Task to carry out: Only the lines from the one containing "In this exercise you will label the foggy" through the end of the entries should be returned, exactly as they are, with the pictures omitted.

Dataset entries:

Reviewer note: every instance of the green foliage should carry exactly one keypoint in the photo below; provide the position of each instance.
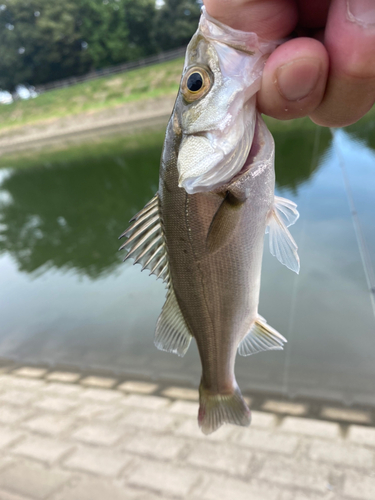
(94, 95)
(46, 40)
(175, 23)
(116, 30)
(39, 41)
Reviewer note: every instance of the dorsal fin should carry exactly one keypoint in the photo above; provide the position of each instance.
(146, 246)
(145, 242)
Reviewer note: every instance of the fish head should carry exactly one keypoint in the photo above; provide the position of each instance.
(215, 107)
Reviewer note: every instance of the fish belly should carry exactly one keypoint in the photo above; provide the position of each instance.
(217, 292)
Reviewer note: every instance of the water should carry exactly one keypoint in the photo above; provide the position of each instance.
(66, 298)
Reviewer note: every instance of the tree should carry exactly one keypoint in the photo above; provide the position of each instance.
(175, 23)
(116, 31)
(40, 41)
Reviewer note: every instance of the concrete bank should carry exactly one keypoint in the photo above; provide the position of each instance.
(122, 119)
(68, 437)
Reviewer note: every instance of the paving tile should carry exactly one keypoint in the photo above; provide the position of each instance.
(341, 453)
(31, 479)
(43, 449)
(190, 428)
(310, 427)
(275, 406)
(293, 473)
(30, 372)
(111, 413)
(150, 420)
(65, 377)
(9, 436)
(356, 416)
(181, 393)
(259, 439)
(18, 398)
(98, 461)
(263, 420)
(146, 402)
(186, 408)
(98, 434)
(102, 395)
(220, 457)
(138, 387)
(50, 424)
(62, 390)
(13, 414)
(155, 446)
(89, 410)
(60, 405)
(4, 495)
(359, 486)
(362, 435)
(235, 489)
(100, 382)
(163, 477)
(90, 488)
(20, 383)
(293, 494)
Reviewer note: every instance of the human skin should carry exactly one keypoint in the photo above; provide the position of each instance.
(326, 71)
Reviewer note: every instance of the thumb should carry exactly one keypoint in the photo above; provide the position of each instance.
(269, 19)
(295, 74)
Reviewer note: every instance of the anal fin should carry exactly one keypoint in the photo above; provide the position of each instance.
(172, 333)
(261, 337)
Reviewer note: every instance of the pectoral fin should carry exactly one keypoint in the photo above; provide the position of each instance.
(224, 223)
(261, 337)
(282, 244)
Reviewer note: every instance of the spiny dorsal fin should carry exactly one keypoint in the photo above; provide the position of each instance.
(172, 333)
(261, 337)
(282, 244)
(145, 242)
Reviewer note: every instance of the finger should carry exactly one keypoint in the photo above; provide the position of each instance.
(350, 42)
(313, 14)
(269, 19)
(294, 79)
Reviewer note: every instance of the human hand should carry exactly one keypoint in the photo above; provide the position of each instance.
(327, 72)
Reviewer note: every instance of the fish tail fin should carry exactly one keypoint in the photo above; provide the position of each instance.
(218, 409)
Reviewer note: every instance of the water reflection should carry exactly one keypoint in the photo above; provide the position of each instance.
(66, 211)
(61, 214)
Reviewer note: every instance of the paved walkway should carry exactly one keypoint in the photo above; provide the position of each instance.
(64, 437)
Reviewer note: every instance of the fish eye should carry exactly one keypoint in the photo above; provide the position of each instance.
(195, 84)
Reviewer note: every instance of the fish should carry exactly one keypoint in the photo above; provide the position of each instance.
(203, 232)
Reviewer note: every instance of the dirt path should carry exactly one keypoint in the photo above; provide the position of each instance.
(126, 118)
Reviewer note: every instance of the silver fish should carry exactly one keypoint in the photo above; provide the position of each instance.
(203, 232)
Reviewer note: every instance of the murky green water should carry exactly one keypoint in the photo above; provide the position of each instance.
(67, 298)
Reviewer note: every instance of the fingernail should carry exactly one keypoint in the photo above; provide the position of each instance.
(297, 79)
(361, 12)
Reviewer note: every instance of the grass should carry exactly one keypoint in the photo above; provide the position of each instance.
(86, 151)
(94, 95)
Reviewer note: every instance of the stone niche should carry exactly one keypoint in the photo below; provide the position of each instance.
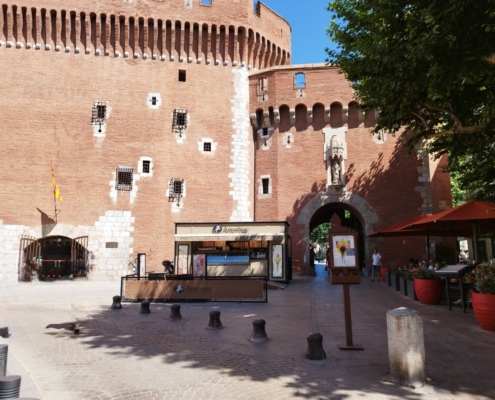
(335, 154)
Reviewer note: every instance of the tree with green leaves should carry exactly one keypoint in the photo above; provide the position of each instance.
(428, 66)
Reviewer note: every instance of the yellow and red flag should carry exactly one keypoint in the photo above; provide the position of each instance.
(56, 192)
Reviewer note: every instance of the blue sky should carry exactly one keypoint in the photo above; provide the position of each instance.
(308, 19)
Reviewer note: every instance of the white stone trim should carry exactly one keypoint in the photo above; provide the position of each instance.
(140, 167)
(149, 101)
(207, 140)
(262, 195)
(241, 162)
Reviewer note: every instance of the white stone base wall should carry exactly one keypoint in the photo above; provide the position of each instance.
(104, 263)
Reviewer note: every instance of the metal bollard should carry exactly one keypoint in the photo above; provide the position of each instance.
(259, 334)
(10, 386)
(116, 305)
(175, 312)
(406, 348)
(315, 347)
(215, 322)
(145, 307)
(4, 352)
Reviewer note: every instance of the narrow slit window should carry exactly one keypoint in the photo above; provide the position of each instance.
(123, 179)
(300, 80)
(266, 185)
(146, 166)
(99, 113)
(179, 121)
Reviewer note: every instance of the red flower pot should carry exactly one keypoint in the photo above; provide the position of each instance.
(484, 310)
(429, 291)
(383, 273)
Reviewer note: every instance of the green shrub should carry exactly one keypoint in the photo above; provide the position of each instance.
(485, 278)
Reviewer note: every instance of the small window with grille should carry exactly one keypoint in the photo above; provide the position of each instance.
(146, 166)
(176, 187)
(123, 178)
(99, 114)
(300, 80)
(262, 85)
(179, 122)
(266, 185)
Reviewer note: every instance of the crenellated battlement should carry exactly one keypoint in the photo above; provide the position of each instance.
(138, 35)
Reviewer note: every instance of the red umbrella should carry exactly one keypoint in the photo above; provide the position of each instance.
(471, 218)
(406, 228)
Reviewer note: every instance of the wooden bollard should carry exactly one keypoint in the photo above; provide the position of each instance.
(259, 333)
(175, 312)
(145, 307)
(406, 348)
(315, 350)
(116, 304)
(215, 322)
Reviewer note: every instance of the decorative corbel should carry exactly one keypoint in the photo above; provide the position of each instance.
(292, 115)
(327, 114)
(309, 113)
(345, 113)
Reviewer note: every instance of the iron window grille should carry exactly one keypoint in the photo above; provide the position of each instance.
(179, 122)
(123, 179)
(146, 166)
(262, 85)
(99, 114)
(266, 185)
(176, 187)
(300, 80)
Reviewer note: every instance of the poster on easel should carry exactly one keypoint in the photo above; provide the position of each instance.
(344, 251)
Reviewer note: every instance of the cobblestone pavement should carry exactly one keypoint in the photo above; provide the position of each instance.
(121, 354)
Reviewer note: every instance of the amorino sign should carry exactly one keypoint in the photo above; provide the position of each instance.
(229, 230)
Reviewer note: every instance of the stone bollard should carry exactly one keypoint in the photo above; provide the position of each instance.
(4, 352)
(315, 347)
(116, 305)
(175, 312)
(406, 349)
(10, 386)
(215, 322)
(259, 334)
(145, 307)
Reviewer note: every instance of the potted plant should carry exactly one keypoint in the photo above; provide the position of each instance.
(483, 295)
(396, 277)
(388, 276)
(409, 282)
(428, 288)
(383, 272)
(403, 282)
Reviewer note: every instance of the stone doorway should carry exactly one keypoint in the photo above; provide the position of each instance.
(53, 258)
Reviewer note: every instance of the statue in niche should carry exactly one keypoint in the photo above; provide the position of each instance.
(335, 172)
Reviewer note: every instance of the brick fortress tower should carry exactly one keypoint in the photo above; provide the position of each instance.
(157, 112)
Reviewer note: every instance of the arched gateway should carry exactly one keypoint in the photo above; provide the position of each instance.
(322, 208)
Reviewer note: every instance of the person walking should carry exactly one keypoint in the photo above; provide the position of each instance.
(376, 262)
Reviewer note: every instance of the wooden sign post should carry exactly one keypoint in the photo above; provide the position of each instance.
(344, 270)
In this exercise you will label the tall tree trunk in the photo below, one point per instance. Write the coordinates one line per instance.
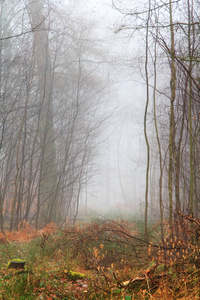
(47, 182)
(171, 124)
(145, 124)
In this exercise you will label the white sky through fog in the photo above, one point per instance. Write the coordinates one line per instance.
(120, 182)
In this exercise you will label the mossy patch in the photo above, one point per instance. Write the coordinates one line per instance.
(16, 264)
(75, 275)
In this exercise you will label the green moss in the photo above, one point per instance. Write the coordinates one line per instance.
(75, 275)
(16, 264)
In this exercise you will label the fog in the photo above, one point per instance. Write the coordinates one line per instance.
(118, 187)
(99, 110)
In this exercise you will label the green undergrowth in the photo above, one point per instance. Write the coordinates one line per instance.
(98, 260)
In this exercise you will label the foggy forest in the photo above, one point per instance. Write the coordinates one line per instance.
(99, 156)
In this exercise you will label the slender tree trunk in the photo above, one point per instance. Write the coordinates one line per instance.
(47, 182)
(171, 122)
(145, 125)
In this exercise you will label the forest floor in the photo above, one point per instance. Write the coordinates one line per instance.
(97, 260)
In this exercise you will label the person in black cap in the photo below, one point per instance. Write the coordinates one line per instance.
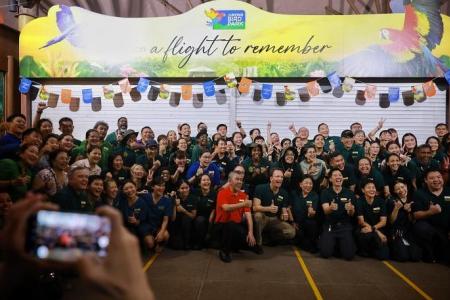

Response to the exercise:
In this exercise you will label the foggy forest in the photo above, one point per instance. Write the coordinates one line per instance.
(99, 156)
In this exercise you will label the slender tree trunk in the photo above, one point per instance. Write the coordinates one line per instance.
(47, 182)
(171, 122)
(145, 125)
In this exercise you will label the forest floor in the photo above, one point per instance. Write the coordinates one line per instance.
(97, 260)
In this exercise you will label the person in black cap in the photo below, one point per instance. Write the coordinates one line per instance.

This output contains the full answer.